■ Required work
Your task is to return the line containing "the fog light" plus every line after it, exactly and with nothing added.

━━━━━ Given information

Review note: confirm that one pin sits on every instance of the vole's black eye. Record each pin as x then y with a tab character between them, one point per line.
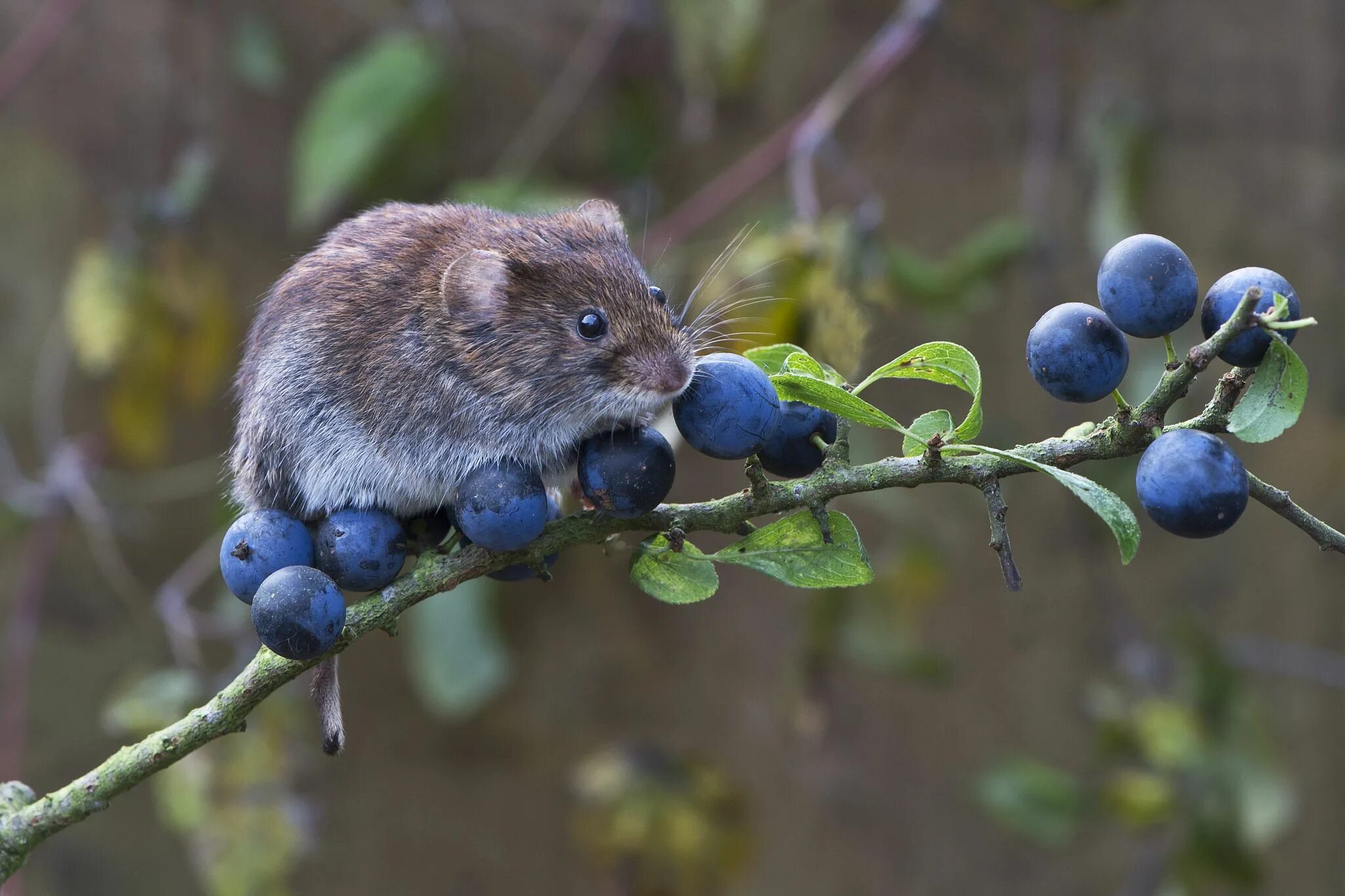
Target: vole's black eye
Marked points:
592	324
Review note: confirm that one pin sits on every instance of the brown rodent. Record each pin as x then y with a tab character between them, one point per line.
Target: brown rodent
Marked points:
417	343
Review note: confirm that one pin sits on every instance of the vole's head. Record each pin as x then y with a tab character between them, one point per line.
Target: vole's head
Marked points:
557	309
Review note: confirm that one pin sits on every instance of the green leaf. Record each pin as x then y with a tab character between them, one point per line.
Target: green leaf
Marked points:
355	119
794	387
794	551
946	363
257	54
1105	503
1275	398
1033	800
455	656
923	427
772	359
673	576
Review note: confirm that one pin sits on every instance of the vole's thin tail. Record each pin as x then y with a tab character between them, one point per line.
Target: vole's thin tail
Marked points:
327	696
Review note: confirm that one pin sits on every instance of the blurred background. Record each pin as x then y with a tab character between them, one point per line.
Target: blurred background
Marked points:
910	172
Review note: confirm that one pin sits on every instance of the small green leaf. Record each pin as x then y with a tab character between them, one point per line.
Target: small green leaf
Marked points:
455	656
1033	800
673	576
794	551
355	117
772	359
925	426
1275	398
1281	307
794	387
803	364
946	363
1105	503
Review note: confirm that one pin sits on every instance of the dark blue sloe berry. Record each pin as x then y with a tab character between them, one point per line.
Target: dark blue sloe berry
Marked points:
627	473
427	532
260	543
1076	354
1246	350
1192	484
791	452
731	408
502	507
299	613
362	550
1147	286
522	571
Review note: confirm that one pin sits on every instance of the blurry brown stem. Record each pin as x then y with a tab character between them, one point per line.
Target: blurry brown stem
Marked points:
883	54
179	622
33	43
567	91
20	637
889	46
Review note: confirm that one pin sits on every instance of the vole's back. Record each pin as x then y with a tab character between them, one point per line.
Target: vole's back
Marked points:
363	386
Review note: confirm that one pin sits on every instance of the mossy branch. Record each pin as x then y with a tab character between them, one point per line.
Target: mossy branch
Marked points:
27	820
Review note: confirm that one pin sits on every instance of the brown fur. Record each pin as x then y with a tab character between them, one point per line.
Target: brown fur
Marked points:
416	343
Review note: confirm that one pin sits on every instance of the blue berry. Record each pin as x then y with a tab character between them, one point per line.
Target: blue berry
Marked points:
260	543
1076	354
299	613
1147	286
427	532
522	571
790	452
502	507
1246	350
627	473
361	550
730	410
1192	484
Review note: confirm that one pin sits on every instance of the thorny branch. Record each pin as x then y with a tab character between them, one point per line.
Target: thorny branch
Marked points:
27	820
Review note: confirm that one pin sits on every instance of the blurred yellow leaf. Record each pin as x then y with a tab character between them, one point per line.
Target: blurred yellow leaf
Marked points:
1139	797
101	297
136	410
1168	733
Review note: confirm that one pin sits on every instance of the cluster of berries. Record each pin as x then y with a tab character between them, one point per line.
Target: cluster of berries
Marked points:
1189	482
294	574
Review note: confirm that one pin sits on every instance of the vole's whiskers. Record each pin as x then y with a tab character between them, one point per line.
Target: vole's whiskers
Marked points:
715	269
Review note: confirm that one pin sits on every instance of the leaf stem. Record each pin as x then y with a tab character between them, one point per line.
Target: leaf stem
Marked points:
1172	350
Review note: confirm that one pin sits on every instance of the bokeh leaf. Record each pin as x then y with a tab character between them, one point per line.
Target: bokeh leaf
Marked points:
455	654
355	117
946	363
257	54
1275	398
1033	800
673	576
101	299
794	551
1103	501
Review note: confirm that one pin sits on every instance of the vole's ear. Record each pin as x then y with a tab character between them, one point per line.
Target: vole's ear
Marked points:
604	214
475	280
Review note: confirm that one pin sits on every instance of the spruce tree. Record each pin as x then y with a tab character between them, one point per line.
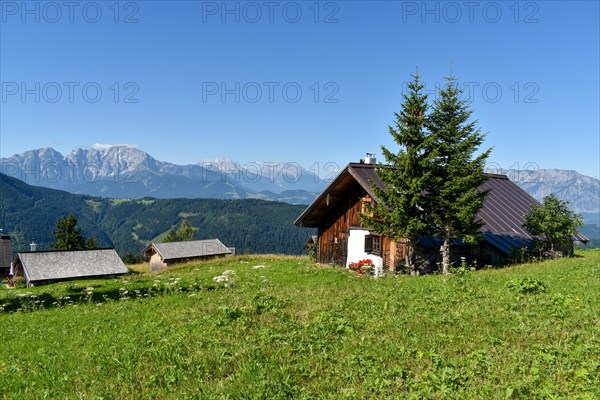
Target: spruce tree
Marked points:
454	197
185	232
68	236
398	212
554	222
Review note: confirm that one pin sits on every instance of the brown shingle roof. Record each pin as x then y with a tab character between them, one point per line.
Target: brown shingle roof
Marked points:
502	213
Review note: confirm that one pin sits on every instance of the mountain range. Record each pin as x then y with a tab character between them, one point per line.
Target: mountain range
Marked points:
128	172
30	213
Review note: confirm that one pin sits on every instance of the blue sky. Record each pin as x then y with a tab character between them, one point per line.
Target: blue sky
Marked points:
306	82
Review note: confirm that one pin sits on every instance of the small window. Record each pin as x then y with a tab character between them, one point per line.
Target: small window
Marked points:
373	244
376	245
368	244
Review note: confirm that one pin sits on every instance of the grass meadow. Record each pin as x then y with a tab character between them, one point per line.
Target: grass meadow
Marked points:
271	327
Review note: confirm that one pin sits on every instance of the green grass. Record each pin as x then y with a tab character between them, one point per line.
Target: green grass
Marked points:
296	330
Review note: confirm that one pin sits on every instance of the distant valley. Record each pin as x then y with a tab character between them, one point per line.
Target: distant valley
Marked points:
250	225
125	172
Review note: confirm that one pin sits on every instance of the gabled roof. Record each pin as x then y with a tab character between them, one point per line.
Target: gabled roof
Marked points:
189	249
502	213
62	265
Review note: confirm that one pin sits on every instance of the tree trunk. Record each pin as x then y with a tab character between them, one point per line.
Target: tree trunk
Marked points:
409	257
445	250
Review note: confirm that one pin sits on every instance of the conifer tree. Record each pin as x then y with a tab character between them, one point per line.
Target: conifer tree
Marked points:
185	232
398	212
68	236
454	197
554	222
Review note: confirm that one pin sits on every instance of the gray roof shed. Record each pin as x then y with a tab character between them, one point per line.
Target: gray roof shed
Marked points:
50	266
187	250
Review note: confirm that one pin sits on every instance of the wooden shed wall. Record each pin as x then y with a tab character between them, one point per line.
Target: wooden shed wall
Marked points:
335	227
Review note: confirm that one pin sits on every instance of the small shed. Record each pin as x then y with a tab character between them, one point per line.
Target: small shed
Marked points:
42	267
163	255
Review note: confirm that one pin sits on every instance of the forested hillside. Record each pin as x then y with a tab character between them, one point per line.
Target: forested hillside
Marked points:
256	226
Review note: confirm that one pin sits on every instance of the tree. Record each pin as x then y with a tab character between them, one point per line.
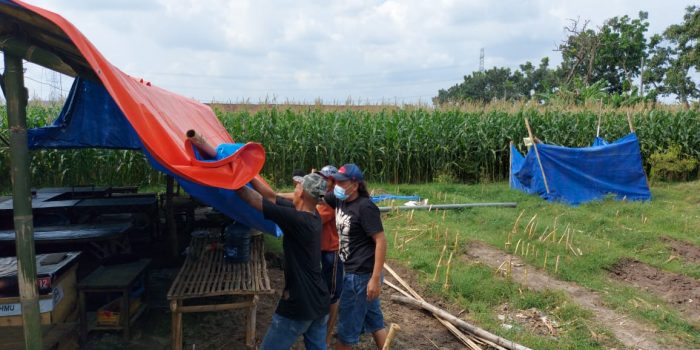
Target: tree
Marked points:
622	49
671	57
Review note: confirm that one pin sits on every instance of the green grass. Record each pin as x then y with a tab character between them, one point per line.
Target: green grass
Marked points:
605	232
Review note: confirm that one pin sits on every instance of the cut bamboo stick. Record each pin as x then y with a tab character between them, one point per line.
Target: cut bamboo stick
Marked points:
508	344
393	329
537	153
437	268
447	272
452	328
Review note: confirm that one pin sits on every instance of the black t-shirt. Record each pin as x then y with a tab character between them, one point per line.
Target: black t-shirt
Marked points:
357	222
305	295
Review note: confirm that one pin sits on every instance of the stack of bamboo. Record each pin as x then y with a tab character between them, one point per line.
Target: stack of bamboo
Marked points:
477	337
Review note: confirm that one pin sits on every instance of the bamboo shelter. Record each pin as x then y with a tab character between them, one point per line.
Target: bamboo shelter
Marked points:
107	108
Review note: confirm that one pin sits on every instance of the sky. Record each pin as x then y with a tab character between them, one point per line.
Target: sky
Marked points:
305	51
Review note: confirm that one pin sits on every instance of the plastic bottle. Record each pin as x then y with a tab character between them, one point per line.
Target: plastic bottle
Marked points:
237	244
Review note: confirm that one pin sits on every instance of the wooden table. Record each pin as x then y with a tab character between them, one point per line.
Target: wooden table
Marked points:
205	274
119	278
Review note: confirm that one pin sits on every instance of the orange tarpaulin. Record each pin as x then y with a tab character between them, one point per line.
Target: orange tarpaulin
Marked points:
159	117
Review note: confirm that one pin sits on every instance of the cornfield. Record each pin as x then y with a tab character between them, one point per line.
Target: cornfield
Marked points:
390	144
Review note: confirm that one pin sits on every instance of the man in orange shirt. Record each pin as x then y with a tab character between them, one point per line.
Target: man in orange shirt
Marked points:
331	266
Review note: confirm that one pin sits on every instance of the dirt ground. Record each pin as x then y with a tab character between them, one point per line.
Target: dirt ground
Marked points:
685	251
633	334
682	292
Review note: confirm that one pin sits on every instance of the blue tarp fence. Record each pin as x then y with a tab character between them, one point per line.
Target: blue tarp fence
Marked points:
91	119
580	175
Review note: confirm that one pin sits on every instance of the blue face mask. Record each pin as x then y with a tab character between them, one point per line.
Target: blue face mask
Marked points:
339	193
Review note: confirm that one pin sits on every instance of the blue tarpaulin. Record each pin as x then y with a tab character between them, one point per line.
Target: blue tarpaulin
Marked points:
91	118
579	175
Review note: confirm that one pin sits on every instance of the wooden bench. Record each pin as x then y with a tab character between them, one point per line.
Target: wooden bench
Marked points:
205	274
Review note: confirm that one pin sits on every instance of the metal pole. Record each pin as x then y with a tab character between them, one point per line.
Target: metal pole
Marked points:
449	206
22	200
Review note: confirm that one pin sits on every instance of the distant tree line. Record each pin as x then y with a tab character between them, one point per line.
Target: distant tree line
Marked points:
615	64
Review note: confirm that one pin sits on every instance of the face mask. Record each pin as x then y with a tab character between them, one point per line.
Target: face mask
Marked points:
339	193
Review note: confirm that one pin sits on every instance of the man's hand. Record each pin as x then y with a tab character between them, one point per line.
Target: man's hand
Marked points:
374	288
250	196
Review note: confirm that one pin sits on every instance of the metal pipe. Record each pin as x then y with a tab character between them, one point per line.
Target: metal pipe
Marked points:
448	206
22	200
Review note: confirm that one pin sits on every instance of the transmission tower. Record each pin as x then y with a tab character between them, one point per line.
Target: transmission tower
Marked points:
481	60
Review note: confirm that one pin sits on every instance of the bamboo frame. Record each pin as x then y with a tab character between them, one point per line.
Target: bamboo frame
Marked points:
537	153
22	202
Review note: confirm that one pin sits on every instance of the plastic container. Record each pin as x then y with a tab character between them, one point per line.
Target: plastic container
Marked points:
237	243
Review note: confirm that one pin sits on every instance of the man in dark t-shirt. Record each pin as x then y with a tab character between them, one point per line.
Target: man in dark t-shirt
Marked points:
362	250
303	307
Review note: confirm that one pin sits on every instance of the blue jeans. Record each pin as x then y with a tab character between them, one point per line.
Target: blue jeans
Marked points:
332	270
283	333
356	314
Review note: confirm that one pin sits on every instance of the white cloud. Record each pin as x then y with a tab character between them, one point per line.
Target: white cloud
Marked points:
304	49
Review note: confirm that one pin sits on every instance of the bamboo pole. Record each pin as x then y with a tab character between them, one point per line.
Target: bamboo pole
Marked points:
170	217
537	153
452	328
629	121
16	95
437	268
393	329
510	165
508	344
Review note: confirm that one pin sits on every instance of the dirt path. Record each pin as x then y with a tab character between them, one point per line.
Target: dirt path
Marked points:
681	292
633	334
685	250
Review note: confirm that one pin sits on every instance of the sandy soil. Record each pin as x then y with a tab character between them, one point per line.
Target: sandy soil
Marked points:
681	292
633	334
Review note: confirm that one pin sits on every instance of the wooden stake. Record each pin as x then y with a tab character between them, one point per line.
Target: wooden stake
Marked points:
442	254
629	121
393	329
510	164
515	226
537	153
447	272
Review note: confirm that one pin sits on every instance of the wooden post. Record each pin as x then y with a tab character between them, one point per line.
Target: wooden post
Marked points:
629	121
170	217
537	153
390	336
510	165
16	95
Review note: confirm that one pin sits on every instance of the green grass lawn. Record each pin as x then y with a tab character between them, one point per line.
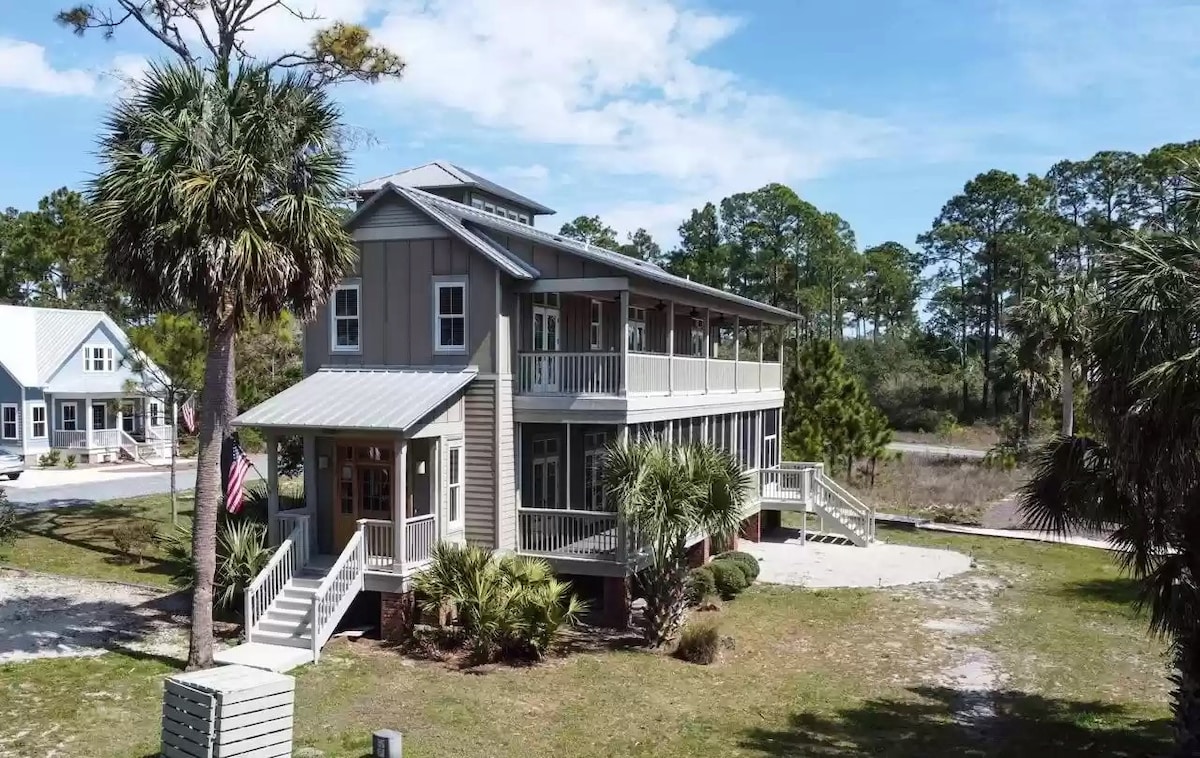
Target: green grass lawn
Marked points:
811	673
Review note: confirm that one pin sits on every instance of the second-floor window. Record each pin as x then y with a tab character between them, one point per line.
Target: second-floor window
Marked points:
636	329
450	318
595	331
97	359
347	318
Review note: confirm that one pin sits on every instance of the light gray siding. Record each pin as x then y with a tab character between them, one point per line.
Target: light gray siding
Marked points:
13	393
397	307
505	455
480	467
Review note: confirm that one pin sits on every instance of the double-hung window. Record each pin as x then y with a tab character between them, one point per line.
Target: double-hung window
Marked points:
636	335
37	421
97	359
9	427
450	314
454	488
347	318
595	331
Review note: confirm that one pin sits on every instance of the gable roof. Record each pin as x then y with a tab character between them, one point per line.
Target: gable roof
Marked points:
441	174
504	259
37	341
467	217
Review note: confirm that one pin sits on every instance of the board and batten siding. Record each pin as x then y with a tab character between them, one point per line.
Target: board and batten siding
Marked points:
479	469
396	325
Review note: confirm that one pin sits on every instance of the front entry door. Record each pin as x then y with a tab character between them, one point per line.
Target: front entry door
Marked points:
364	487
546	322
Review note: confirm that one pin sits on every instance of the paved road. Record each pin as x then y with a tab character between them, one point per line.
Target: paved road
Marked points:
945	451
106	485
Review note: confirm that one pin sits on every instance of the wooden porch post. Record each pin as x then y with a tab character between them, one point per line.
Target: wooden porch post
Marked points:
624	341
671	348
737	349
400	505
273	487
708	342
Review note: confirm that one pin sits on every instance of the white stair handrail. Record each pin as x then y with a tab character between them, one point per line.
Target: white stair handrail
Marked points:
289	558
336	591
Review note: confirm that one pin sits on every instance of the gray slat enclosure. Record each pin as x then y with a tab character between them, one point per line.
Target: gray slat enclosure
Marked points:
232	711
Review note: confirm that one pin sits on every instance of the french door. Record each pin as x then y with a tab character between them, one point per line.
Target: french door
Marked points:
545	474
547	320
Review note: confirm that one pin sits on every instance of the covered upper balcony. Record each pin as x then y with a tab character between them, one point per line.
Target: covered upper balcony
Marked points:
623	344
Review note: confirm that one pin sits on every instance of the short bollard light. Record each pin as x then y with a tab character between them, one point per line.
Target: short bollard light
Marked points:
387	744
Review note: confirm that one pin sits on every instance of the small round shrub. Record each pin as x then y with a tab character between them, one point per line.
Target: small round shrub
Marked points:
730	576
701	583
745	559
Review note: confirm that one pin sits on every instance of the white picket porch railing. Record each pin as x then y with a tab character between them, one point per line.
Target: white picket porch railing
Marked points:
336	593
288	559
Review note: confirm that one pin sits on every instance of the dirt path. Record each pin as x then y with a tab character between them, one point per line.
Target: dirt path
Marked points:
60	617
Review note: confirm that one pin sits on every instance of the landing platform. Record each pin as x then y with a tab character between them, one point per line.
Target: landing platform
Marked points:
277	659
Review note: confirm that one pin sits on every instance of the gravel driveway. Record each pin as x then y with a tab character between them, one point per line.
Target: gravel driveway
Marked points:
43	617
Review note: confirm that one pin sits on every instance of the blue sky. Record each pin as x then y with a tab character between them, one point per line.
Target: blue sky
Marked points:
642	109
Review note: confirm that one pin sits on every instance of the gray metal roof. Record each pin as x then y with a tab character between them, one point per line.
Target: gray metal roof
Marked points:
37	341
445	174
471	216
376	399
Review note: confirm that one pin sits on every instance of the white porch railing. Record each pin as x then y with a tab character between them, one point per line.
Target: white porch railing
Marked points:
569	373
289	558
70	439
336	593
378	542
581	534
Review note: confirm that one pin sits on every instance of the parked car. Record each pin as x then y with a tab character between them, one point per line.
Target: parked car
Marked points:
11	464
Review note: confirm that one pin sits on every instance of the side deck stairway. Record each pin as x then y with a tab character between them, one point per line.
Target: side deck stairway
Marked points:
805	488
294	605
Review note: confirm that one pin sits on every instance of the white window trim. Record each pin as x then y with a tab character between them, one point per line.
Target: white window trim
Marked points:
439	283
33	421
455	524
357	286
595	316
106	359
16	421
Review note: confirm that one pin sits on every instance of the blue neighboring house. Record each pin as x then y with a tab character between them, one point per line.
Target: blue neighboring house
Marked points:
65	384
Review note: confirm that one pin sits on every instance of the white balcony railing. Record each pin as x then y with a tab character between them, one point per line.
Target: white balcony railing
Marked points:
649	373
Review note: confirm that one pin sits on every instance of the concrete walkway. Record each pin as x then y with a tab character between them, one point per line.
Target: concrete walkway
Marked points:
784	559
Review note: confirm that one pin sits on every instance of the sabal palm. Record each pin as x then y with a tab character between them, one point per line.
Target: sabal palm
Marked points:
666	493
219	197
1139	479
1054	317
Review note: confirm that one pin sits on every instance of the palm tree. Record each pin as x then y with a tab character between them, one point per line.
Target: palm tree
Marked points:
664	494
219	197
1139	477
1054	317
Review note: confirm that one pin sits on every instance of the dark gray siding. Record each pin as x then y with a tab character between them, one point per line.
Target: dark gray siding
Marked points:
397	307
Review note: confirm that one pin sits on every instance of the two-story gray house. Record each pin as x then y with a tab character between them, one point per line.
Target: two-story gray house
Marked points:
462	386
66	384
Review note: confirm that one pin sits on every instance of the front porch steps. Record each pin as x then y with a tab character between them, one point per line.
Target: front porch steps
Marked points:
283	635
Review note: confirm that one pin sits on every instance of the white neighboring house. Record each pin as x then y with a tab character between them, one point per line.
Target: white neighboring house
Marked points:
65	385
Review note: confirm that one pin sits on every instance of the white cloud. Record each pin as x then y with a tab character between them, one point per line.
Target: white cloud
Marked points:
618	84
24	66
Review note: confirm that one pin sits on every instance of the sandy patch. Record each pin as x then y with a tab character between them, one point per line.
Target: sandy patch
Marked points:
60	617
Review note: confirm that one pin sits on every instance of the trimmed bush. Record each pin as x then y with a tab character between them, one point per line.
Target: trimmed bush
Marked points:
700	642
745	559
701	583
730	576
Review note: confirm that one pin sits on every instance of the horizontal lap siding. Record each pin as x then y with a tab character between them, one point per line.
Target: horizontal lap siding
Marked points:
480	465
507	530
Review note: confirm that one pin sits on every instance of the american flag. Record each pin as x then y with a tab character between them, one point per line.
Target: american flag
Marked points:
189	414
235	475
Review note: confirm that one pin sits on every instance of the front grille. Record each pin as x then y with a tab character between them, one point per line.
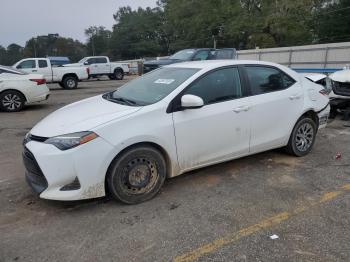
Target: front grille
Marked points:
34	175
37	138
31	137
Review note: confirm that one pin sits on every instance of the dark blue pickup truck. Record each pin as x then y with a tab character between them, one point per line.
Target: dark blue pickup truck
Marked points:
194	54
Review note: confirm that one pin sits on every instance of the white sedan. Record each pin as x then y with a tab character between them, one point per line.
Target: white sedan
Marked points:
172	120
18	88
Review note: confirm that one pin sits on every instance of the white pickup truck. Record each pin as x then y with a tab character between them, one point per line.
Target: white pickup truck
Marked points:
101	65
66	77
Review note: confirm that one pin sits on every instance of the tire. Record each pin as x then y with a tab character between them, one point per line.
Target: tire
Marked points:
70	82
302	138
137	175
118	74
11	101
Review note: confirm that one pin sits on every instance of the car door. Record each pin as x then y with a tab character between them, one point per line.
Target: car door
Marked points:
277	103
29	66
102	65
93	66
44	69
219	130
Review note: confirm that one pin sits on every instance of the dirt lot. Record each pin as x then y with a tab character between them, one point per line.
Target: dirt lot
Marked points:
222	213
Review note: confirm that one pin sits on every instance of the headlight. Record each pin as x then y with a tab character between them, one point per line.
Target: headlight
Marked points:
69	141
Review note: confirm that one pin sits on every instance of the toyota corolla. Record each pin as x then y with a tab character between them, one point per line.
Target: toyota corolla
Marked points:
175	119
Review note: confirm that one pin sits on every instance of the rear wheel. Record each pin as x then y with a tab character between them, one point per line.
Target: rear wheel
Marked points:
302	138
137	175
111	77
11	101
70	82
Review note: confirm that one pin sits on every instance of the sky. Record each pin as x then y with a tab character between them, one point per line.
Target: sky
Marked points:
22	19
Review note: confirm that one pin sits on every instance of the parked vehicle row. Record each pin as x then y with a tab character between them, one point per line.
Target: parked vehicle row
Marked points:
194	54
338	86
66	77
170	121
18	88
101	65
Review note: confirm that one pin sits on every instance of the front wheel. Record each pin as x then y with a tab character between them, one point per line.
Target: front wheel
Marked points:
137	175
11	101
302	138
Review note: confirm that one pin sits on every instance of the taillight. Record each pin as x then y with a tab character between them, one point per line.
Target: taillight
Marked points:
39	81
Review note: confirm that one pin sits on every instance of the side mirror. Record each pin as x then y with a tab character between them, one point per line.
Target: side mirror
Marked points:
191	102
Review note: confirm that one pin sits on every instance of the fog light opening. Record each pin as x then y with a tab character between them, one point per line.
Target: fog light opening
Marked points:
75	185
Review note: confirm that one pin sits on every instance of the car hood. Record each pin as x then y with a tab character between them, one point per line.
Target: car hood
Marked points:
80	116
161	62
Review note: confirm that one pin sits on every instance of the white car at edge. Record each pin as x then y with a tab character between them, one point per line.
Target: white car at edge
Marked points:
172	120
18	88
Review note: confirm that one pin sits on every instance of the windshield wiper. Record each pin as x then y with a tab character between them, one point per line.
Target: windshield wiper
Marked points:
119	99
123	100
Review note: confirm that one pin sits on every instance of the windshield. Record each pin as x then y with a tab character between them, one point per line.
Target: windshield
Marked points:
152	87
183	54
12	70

━━━━━━━━━━

■ Answer to the task
Review note: confirm that one pin sits on every instance of the fog light opening. Record each pin as x then y with a tab character between them, one point per line.
Target: fog light opening
Marked points:
75	185
Review note: confirm that one pin sits on every instance of the car hood. Record each pin as x then y with a tab character between them, one point per line.
Target: car hood
Marked points:
80	116
161	62
Review note: confirm that one pin sits on every instance of the white car at edge. Record each pin as x then y with a tab character between them, one point per line.
Target: white car at edge
Marked points:
172	120
18	88
Review note: confirm that one pin sits on every instance of the windshield wiper. Record each pin as x then y with a tab character between them, one point per line.
Target: windshield wiper
Marked points:
119	99
123	100
Review note: confirm that one pin sits on every instance of the windshield. Record each pin as x then y with a tab character between them, one point per line.
Target: windshield
Marked points:
152	87
183	54
12	70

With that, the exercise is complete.